Pull out every line below that contains the string "reflection", and copy each one in full.

-------------------------

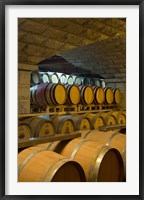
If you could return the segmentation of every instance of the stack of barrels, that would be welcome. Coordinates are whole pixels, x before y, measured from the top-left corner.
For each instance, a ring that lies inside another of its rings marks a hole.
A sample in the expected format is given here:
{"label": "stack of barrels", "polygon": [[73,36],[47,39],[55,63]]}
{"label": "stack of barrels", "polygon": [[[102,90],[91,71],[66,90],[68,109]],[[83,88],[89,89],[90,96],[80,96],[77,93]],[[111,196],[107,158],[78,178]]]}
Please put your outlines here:
{"label": "stack of barrels", "polygon": [[102,86],[101,81],[96,78],[81,77],[75,75],[68,75],[58,72],[31,72],[31,86],[39,83],[61,83],[61,84],[78,84],[78,85],[90,85],[90,86]]}
{"label": "stack of barrels", "polygon": [[[120,103],[120,90],[94,79],[61,73],[32,72],[31,104],[110,105]],[[126,134],[99,131],[126,124],[126,112],[112,110],[65,115],[39,115],[18,121],[18,141],[79,132],[72,140],[25,148],[18,154],[19,182],[122,182],[126,180]]]}
{"label": "stack of barrels", "polygon": [[27,117],[18,122],[18,140],[98,130],[100,126],[126,124],[125,111]]}
{"label": "stack of barrels", "polygon": [[88,85],[41,83],[30,88],[31,104],[39,107],[57,105],[119,104],[118,88]]}
{"label": "stack of barrels", "polygon": [[19,182],[122,182],[126,137],[81,131],[81,137],[26,148],[18,154]]}

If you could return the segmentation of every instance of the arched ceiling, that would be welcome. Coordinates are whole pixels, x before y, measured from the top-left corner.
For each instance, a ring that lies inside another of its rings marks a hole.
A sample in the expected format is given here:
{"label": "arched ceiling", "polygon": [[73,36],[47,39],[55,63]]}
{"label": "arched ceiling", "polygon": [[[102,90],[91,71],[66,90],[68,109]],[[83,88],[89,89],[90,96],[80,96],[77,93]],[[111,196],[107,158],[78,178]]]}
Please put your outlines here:
{"label": "arched ceiling", "polygon": [[117,18],[19,18],[19,63],[38,64],[54,55],[106,78],[124,78],[126,21]]}

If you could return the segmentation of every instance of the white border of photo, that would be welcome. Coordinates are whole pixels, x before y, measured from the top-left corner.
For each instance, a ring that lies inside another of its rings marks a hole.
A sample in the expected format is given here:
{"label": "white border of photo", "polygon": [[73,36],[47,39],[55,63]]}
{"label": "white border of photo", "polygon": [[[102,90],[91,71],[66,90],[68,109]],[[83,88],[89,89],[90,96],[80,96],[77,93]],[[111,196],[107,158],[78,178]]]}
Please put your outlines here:
{"label": "white border of photo", "polygon": [[[17,181],[18,18],[127,18],[127,181],[116,183],[20,183]],[[7,5],[5,9],[5,193],[6,195],[139,194],[139,6]]]}

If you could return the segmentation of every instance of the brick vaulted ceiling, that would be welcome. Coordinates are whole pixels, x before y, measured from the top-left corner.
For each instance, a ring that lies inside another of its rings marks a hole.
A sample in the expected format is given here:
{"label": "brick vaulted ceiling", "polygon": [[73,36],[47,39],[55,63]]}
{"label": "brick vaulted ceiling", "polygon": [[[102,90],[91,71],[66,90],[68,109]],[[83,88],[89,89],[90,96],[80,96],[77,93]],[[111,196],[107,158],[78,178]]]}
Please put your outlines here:
{"label": "brick vaulted ceiling", "polygon": [[126,21],[118,18],[19,18],[18,61],[52,56],[105,78],[125,78]]}

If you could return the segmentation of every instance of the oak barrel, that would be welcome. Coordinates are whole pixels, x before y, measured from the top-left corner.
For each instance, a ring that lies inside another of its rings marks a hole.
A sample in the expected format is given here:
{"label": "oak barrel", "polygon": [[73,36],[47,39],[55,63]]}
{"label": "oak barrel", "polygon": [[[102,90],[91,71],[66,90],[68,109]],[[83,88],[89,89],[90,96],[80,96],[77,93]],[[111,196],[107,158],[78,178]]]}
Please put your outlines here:
{"label": "oak barrel", "polygon": [[82,117],[80,115],[70,115],[74,122],[75,130],[89,130],[91,129],[91,122],[88,117]]}
{"label": "oak barrel", "polygon": [[32,101],[38,106],[62,105],[66,101],[65,87],[54,83],[41,83],[30,88]]}
{"label": "oak barrel", "polygon": [[84,169],[87,182],[122,181],[124,174],[123,160],[121,154],[115,148],[82,138],[45,143],[38,146],[60,153],[78,162]]}
{"label": "oak barrel", "polygon": [[113,99],[114,99],[114,95],[113,95],[113,91],[110,87],[105,87],[104,88],[104,92],[105,92],[105,103],[106,104],[112,104],[113,103]]}
{"label": "oak barrel", "polygon": [[88,78],[88,77],[83,77],[83,78],[82,78],[82,84],[83,84],[83,85],[90,85],[90,78]]}
{"label": "oak barrel", "polygon": [[81,103],[84,105],[89,105],[93,103],[94,92],[91,86],[79,85],[78,86],[81,93]]}
{"label": "oak barrel", "polygon": [[80,102],[80,90],[77,85],[66,85],[67,100],[69,105],[77,105]]}
{"label": "oak barrel", "polygon": [[50,80],[51,80],[52,83],[59,83],[60,82],[59,76],[58,76],[57,73],[55,73],[55,72],[48,72],[48,74],[49,74],[49,77],[50,77]]}
{"label": "oak barrel", "polygon": [[40,72],[41,75],[41,82],[42,83],[50,83],[51,79],[48,72]]}
{"label": "oak barrel", "polygon": [[105,122],[105,125],[115,125],[116,124],[116,118],[114,115],[111,114],[111,112],[103,112],[100,115]]}
{"label": "oak barrel", "polygon": [[24,120],[28,123],[34,137],[48,137],[55,134],[53,122],[42,117],[29,117]]}
{"label": "oak barrel", "polygon": [[120,93],[119,88],[113,88],[113,96],[114,96],[113,102],[115,104],[119,104],[121,100],[121,93]]}
{"label": "oak barrel", "polygon": [[126,135],[117,132],[117,131],[80,131],[81,136],[84,139],[89,139],[92,141],[96,141],[100,144],[110,146],[112,148],[116,148],[122,158],[124,163],[124,176],[126,174]]}
{"label": "oak barrel", "polygon": [[126,118],[122,111],[113,111],[112,115],[115,116],[117,124],[126,124]]}
{"label": "oak barrel", "polygon": [[32,132],[29,124],[18,122],[18,141],[32,137]]}
{"label": "oak barrel", "polygon": [[74,79],[74,84],[80,85],[81,83],[82,83],[81,77],[76,76],[75,79]]}
{"label": "oak barrel", "polygon": [[18,154],[19,182],[85,182],[84,170],[75,161],[52,151],[30,147]]}
{"label": "oak barrel", "polygon": [[61,74],[59,79],[60,79],[60,83],[61,84],[67,84],[67,76],[66,76],[66,74]]}
{"label": "oak barrel", "polygon": [[103,104],[105,100],[105,92],[102,87],[94,86],[92,87],[94,91],[94,103]]}
{"label": "oak barrel", "polygon": [[68,75],[68,77],[67,77],[67,83],[68,83],[69,85],[72,85],[72,84],[74,83],[73,76]]}
{"label": "oak barrel", "polygon": [[57,134],[69,134],[73,133],[73,131],[75,130],[72,119],[68,118],[65,115],[50,116],[50,119],[55,125]]}
{"label": "oak barrel", "polygon": [[31,85],[36,85],[41,82],[41,76],[38,71],[31,72]]}
{"label": "oak barrel", "polygon": [[95,114],[87,113],[87,114],[84,114],[84,116],[89,118],[89,120],[91,121],[92,129],[98,130],[100,126],[105,125],[104,119],[100,116],[100,113],[95,113]]}

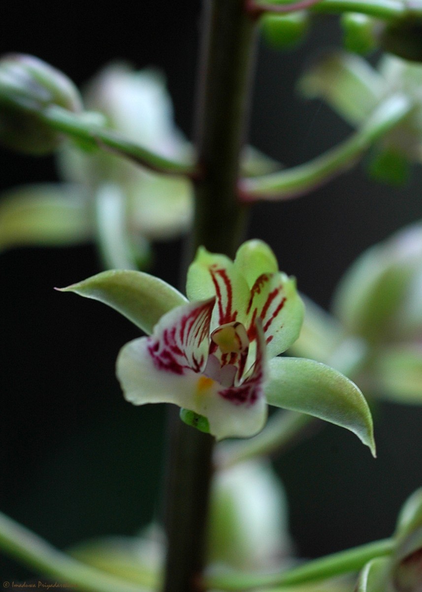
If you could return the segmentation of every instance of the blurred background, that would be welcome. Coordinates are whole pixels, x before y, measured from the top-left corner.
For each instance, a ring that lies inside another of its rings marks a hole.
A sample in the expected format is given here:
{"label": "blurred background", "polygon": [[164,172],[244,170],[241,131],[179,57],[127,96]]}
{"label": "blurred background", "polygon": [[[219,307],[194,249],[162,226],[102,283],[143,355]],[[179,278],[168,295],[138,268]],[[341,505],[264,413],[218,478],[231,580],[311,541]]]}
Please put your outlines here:
{"label": "blurred background", "polygon": [[[78,85],[110,60],[165,73],[177,124],[191,135],[200,2],[130,4],[15,0],[2,8],[1,53],[33,54]],[[345,138],[348,126],[294,85],[307,60],[339,46],[337,20],[314,22],[307,41],[277,53],[261,44],[249,141],[287,166]],[[376,56],[374,59],[376,59]],[[52,157],[0,152],[2,189],[57,178]],[[344,271],[369,245],[422,218],[421,172],[403,188],[358,166],[310,195],[254,207],[248,230],[324,307]],[[151,270],[177,284],[181,242],[155,245]],[[132,407],[114,375],[116,354],[137,336],[111,309],[54,287],[101,270],[90,246],[16,249],[0,255],[2,307],[0,509],[61,548],[98,535],[137,532],[160,512],[165,410]],[[326,427],[275,462],[298,554],[313,557],[392,532],[405,498],[422,485],[422,409],[375,410],[378,458],[345,430]],[[30,572],[0,555],[0,574]]]}

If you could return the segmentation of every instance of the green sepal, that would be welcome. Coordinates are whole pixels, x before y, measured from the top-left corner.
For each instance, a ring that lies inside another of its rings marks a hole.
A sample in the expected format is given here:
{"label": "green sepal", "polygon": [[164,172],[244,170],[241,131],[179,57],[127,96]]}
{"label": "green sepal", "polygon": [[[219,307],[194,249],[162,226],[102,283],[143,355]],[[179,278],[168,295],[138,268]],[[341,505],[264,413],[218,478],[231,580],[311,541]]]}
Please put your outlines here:
{"label": "green sepal", "polygon": [[195,413],[194,411],[190,409],[184,409],[183,407],[179,412],[180,419],[188,426],[195,427],[200,432],[209,434],[210,433],[210,424],[208,420],[203,415]]}
{"label": "green sepal", "polygon": [[386,587],[389,559],[377,557],[369,561],[359,574],[356,592],[388,592]]}
{"label": "green sepal", "polygon": [[306,11],[288,14],[266,14],[261,19],[264,40],[274,49],[295,47],[305,38],[309,27]]}
{"label": "green sepal", "polygon": [[76,184],[24,185],[2,194],[0,250],[75,244],[93,234],[87,195]]}
{"label": "green sepal", "polygon": [[406,155],[394,147],[375,150],[368,166],[375,181],[388,185],[404,185],[409,179],[410,165]]}
{"label": "green sepal", "polygon": [[172,308],[187,300],[166,282],[141,271],[112,269],[60,289],[108,304],[148,334]]}
{"label": "green sepal", "polygon": [[371,411],[356,385],[325,364],[297,358],[270,361],[270,405],[319,417],[350,430],[375,456]]}
{"label": "green sepal", "polygon": [[365,54],[376,47],[374,30],[377,21],[361,12],[346,12],[340,19],[343,43],[348,52]]}

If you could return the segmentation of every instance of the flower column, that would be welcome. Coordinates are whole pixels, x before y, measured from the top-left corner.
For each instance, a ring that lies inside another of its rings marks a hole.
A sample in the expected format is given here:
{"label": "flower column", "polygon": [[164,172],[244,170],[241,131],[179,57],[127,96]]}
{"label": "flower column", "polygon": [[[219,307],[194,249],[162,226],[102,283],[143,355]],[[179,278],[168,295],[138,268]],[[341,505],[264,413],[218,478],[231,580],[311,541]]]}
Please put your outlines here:
{"label": "flower column", "polygon": [[[233,256],[245,230],[237,199],[255,52],[254,24],[244,0],[204,0],[196,121],[202,171],[195,186],[194,226],[187,249]],[[165,592],[194,592],[203,564],[213,440],[182,423],[172,408],[165,508]]]}

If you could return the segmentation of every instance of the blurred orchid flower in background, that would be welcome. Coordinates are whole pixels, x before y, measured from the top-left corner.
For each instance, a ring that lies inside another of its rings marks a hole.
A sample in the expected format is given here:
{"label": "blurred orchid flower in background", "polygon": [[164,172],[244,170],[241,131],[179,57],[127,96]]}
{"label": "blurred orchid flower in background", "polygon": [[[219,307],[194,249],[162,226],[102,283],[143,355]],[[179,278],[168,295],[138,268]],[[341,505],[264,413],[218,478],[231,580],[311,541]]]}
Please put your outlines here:
{"label": "blurred orchid flower in background", "polygon": [[[163,156],[188,155],[158,72],[112,64],[88,85],[83,98],[94,111],[85,115],[93,121]],[[107,267],[130,268],[147,262],[150,240],[171,239],[189,228],[191,191],[185,178],[152,173],[69,140],[57,161],[65,182],[23,186],[4,195],[0,248],[95,240]]]}
{"label": "blurred orchid flower in background", "polygon": [[325,101],[352,127],[363,126],[381,103],[405,96],[414,108],[383,135],[372,149],[369,172],[388,183],[406,180],[410,163],[422,162],[422,65],[389,54],[376,69],[363,58],[342,52],[315,60],[299,81],[308,98]]}
{"label": "blurred orchid flower in background", "polygon": [[335,292],[332,314],[305,301],[291,353],[336,368],[368,395],[422,403],[422,223],[355,261]]}

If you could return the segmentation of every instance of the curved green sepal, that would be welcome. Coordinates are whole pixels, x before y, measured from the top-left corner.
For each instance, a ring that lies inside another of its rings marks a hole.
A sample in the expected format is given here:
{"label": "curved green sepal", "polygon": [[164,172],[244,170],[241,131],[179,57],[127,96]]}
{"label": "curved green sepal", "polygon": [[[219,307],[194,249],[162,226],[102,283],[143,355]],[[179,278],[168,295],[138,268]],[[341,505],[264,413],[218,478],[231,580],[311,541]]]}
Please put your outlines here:
{"label": "curved green sepal", "polygon": [[73,184],[29,185],[0,201],[0,250],[26,245],[76,244],[92,236],[87,195]]}
{"label": "curved green sepal", "polygon": [[187,425],[196,427],[200,432],[209,434],[210,433],[210,424],[208,420],[203,415],[195,413],[194,411],[189,409],[181,408],[179,413],[180,419]]}
{"label": "curved green sepal", "polygon": [[375,456],[372,418],[356,385],[313,360],[275,358],[265,385],[271,405],[307,413],[353,432]]}
{"label": "curved green sepal", "polygon": [[183,294],[141,271],[112,269],[60,289],[108,304],[148,334],[163,314],[186,303]]}
{"label": "curved green sepal", "polygon": [[278,263],[271,249],[262,240],[247,240],[238,249],[235,265],[252,288],[262,274],[277,274]]}
{"label": "curved green sepal", "polygon": [[386,592],[387,574],[389,559],[377,557],[368,562],[361,572],[356,592]]}

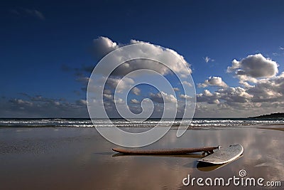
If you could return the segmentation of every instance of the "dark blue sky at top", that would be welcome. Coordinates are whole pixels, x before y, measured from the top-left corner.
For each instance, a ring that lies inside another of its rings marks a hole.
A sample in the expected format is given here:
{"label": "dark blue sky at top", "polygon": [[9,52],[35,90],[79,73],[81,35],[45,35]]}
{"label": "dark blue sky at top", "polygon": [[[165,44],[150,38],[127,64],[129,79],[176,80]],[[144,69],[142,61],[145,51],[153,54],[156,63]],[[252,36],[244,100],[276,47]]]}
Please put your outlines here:
{"label": "dark blue sky at top", "polygon": [[[62,65],[95,65],[92,40],[106,36],[170,48],[192,65],[195,83],[222,76],[234,58],[261,53],[278,63],[284,46],[283,1],[2,1],[0,96],[19,93],[75,101],[85,98]],[[37,10],[44,18],[24,13]],[[15,12],[16,11],[16,12]],[[214,62],[205,63],[209,56]],[[279,71],[283,71],[280,65]],[[198,89],[197,93],[203,89]],[[80,91],[80,95],[76,92]]]}

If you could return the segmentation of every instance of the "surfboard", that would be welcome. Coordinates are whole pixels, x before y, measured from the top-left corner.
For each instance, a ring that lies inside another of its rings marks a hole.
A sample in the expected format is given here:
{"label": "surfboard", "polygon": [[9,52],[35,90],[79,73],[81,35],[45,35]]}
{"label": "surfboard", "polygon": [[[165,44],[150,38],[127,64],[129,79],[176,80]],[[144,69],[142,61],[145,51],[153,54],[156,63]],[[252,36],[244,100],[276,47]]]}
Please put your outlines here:
{"label": "surfboard", "polygon": [[188,149],[112,149],[119,153],[124,154],[136,154],[136,155],[174,155],[185,154],[194,152],[208,152],[213,153],[213,150],[219,148],[219,147],[209,147],[200,148],[188,148]]}
{"label": "surfboard", "polygon": [[241,144],[232,144],[227,148],[217,149],[213,154],[197,161],[213,164],[222,164],[237,159],[243,152],[244,148]]}

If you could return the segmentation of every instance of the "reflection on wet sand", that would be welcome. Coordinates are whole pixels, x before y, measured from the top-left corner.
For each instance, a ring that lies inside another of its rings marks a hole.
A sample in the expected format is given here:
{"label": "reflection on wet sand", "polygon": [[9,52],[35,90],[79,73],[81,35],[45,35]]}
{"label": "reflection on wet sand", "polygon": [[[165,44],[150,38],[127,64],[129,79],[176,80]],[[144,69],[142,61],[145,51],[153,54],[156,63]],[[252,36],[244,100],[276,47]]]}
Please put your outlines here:
{"label": "reflection on wet sand", "polygon": [[[28,132],[0,129],[1,189],[188,189],[192,187],[182,184],[188,174],[228,178],[238,176],[241,169],[247,171],[248,177],[283,181],[283,132],[223,128],[188,130],[179,138],[175,134],[176,130],[170,130],[147,149],[227,147],[238,143],[244,147],[243,157],[217,168],[205,169],[197,164],[197,160],[202,157],[200,154],[167,157],[114,154],[111,148],[116,146],[92,128],[54,131],[47,127]],[[23,148],[27,146],[28,149]],[[11,147],[13,147],[13,152],[4,151]]]}
{"label": "reflection on wet sand", "polygon": [[[242,157],[242,155],[241,157],[239,157],[239,158],[237,158],[236,159],[241,158]],[[236,159],[232,161],[234,162]],[[226,166],[227,164],[231,164],[232,162],[226,163],[226,164],[211,164],[211,163],[206,163],[206,162],[199,162],[196,166],[196,167],[202,171],[213,171],[213,170],[216,170],[217,169],[219,169],[224,166]]]}

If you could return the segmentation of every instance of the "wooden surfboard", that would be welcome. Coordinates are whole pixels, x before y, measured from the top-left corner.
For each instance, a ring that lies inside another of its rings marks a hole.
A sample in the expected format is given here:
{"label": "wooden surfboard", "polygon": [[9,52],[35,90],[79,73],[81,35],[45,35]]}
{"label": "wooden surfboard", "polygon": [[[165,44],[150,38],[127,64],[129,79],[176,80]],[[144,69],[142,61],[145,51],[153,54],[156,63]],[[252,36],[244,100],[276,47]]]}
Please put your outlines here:
{"label": "wooden surfboard", "polygon": [[243,152],[244,148],[241,144],[232,144],[227,148],[218,149],[213,154],[197,161],[214,164],[222,164],[237,159]]}
{"label": "wooden surfboard", "polygon": [[185,154],[194,152],[204,152],[213,153],[213,150],[219,148],[219,147],[209,147],[200,148],[188,148],[188,149],[112,149],[116,152],[123,153],[124,154],[136,154],[136,155],[174,155]]}

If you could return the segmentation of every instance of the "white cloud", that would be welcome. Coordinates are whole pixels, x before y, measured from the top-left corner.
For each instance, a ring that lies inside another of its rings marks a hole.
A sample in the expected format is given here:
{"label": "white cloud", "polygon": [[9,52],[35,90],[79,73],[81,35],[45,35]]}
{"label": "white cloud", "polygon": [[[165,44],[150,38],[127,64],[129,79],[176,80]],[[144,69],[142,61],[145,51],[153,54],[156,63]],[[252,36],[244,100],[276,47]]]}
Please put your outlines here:
{"label": "white cloud", "polygon": [[134,80],[127,77],[123,79],[110,77],[106,80],[106,84],[114,89],[116,89],[116,92],[119,93],[123,92],[124,90],[130,88],[133,83]]}
{"label": "white cloud", "polygon": [[87,105],[87,100],[79,100],[77,101],[77,105]]}
{"label": "white cloud", "polygon": [[271,78],[278,73],[277,63],[266,58],[261,53],[250,55],[240,61],[234,59],[231,63],[231,66],[227,68],[227,73],[235,72],[240,80],[244,81],[253,82],[256,78]]}
{"label": "white cloud", "polygon": [[192,98],[192,97],[188,95],[179,95],[179,97],[180,98],[187,99],[187,100],[190,100],[190,98]]}
{"label": "white cloud", "polygon": [[20,8],[17,9],[12,9],[10,11],[11,13],[17,15],[17,16],[33,16],[40,20],[45,20],[45,17],[42,12],[35,9],[23,9]]}
{"label": "white cloud", "polygon": [[[145,43],[151,46],[147,46],[145,48],[143,47],[139,47],[139,49],[133,48],[133,52],[129,53],[135,53],[137,57],[143,57],[145,55],[149,56],[149,55],[151,55],[151,57],[156,57],[156,59],[159,60],[167,60],[167,63],[168,62],[171,64],[170,65],[168,66],[169,66],[173,72],[180,73],[181,75],[187,75],[187,73],[188,73],[187,70],[185,70],[185,66],[187,68],[190,73],[192,72],[190,69],[190,65],[185,60],[183,56],[179,55],[175,51],[170,48],[163,48],[157,45],[153,45],[148,42],[136,40],[131,40],[129,44],[136,43]],[[113,42],[108,38],[99,37],[98,38],[94,40],[94,53],[97,58],[102,58],[109,52],[122,46],[122,45],[118,45],[118,43]],[[175,56],[173,56],[173,54],[174,54]],[[127,58],[129,56],[129,55],[120,54],[119,56],[116,56],[116,57],[114,56],[113,58],[114,62],[115,60],[118,62],[121,60],[121,56]],[[106,68],[115,68],[114,65],[111,65],[111,63],[104,66]],[[137,59],[122,64],[116,69],[113,75],[125,75],[131,71],[143,68],[153,70],[164,75],[170,73],[170,72],[167,67],[162,65],[159,63],[156,63],[151,60]]]}
{"label": "white cloud", "polygon": [[204,60],[204,61],[205,61],[206,63],[208,63],[208,62],[209,62],[209,61],[211,61],[211,62],[214,62],[214,59],[212,59],[211,58],[209,58],[209,57],[208,57],[208,56],[206,56],[205,58],[203,58],[203,59]]}
{"label": "white cloud", "polygon": [[190,82],[187,82],[186,80],[182,81],[182,85],[187,85],[189,87],[192,87],[192,84],[191,84]]}
{"label": "white cloud", "polygon": [[133,88],[131,89],[131,92],[136,95],[140,95],[141,91],[137,87],[134,87]]}
{"label": "white cloud", "polygon": [[130,102],[131,104],[139,104],[140,102],[138,100],[137,100],[136,99],[132,99],[130,100]]}
{"label": "white cloud", "polygon": [[209,77],[203,83],[198,84],[199,88],[205,88],[207,86],[219,86],[227,88],[228,85],[222,80],[221,77]]}
{"label": "white cloud", "polygon": [[151,99],[157,103],[178,102],[173,95],[168,95],[163,91],[156,94],[150,93]]}
{"label": "white cloud", "polygon": [[98,58],[102,58],[107,53],[119,48],[116,43],[113,42],[109,38],[99,36],[93,40],[93,51]]}

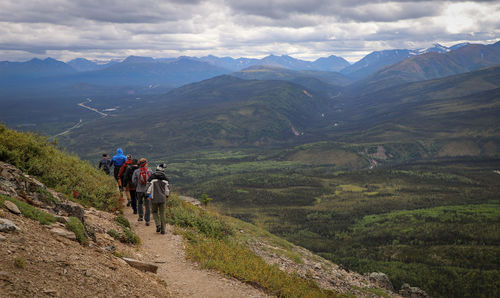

-------------------------

▶ **Answer to the problem**:
If you could return the segmentation of every instance of the "reflection on wet sand", that would be welcome. Coordinates are whole pixels, x before y, measured from the top-left corner.
{"label": "reflection on wet sand", "polygon": [[9,52],[35,90],[79,73],[81,35],[45,35]]}
{"label": "reflection on wet sand", "polygon": [[[165,44],[150,38],[127,64],[129,79],[176,80]],[[144,69],[142,61],[145,51],[153,54],[156,63]],[[252,36],[244,100],[276,47]]]}
{"label": "reflection on wet sand", "polygon": [[[28,132],[0,129],[1,189],[188,189],[192,187],[182,184],[188,174],[228,178],[238,176],[241,169],[247,171],[248,177],[283,181],[283,132],[223,128],[188,130],[179,138],[175,134],[176,130],[170,130],[147,149],[227,147],[238,143],[244,147],[243,157],[217,168],[205,169],[197,164],[197,160],[202,157],[200,154],[167,157],[114,154],[111,148],[116,146],[92,128],[54,131],[47,127]],[[23,148],[27,146],[28,149]],[[11,147],[13,147],[13,152],[4,151]]]}
{"label": "reflection on wet sand", "polygon": [[[242,157],[242,155],[241,157],[239,157],[239,158],[237,158],[236,159],[241,158]],[[236,159],[232,161],[234,162]],[[226,166],[227,164],[231,164],[232,162],[226,163],[226,164],[211,164],[211,163],[206,163],[206,162],[199,162],[196,166],[196,167],[202,171],[213,171],[213,170],[216,170],[217,169],[219,169],[224,166]]]}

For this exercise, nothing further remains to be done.